#### INPUT ROWS

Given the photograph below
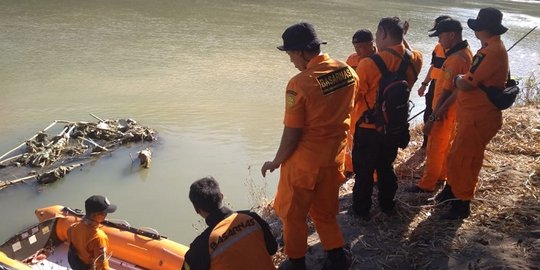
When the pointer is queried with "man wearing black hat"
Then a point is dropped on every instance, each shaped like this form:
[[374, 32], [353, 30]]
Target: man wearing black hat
[[437, 59], [88, 244], [364, 46], [478, 120], [372, 150], [441, 123], [311, 154]]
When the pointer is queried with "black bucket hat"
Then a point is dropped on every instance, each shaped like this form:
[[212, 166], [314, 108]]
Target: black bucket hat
[[362, 35], [438, 20], [489, 19], [300, 36], [448, 25], [97, 204]]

########

■ **PROBLEM DESCRIPTION**: Please reproduce all of the data above word for word, leaving out the pictures.

■ **WRITTEN SOLUTION**:
Given the photograph below
When the pointer is queried with "man wearing black hat"
Then a point is dropped on every instance, each shaped like this form:
[[374, 32], [353, 30]]
Target: man wearing black hat
[[437, 59], [88, 244], [364, 46], [478, 120], [372, 150], [441, 123], [311, 154]]
When the pointer is queried with "black bucket hat"
Then a point is dropped on every instance, each shaped like this form:
[[212, 166], [314, 108]]
Target: black bucket hat
[[362, 35], [438, 20], [489, 19], [300, 36], [448, 25], [97, 204]]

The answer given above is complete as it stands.